* _Exercise details_
Below are some records. Count the lines with "target" in them and give nothing but the total.

-------- Materials provided --------

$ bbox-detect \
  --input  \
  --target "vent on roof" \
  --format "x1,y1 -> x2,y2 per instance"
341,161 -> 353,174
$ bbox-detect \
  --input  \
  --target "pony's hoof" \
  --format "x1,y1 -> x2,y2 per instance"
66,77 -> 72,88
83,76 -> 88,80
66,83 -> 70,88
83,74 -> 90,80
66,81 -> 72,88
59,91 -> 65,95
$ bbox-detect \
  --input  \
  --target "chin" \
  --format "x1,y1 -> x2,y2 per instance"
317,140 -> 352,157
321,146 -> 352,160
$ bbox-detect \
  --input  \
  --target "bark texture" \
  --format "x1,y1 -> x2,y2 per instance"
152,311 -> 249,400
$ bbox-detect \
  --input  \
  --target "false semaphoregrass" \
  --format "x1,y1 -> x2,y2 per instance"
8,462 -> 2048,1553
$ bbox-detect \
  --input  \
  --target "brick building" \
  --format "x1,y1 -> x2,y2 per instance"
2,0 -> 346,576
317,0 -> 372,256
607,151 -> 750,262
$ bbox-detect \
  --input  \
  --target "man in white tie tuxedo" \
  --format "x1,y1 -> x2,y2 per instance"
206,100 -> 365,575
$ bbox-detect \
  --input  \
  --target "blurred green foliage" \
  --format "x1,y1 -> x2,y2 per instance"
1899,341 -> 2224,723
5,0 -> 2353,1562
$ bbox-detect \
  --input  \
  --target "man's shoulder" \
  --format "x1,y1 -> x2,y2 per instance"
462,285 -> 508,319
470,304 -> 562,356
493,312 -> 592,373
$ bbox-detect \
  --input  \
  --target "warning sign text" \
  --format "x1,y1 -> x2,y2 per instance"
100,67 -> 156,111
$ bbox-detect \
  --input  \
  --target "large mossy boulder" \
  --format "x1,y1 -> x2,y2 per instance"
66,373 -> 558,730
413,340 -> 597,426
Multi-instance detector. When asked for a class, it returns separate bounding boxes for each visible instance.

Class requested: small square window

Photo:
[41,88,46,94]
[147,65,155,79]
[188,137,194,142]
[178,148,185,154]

--------

* _Task solution_
11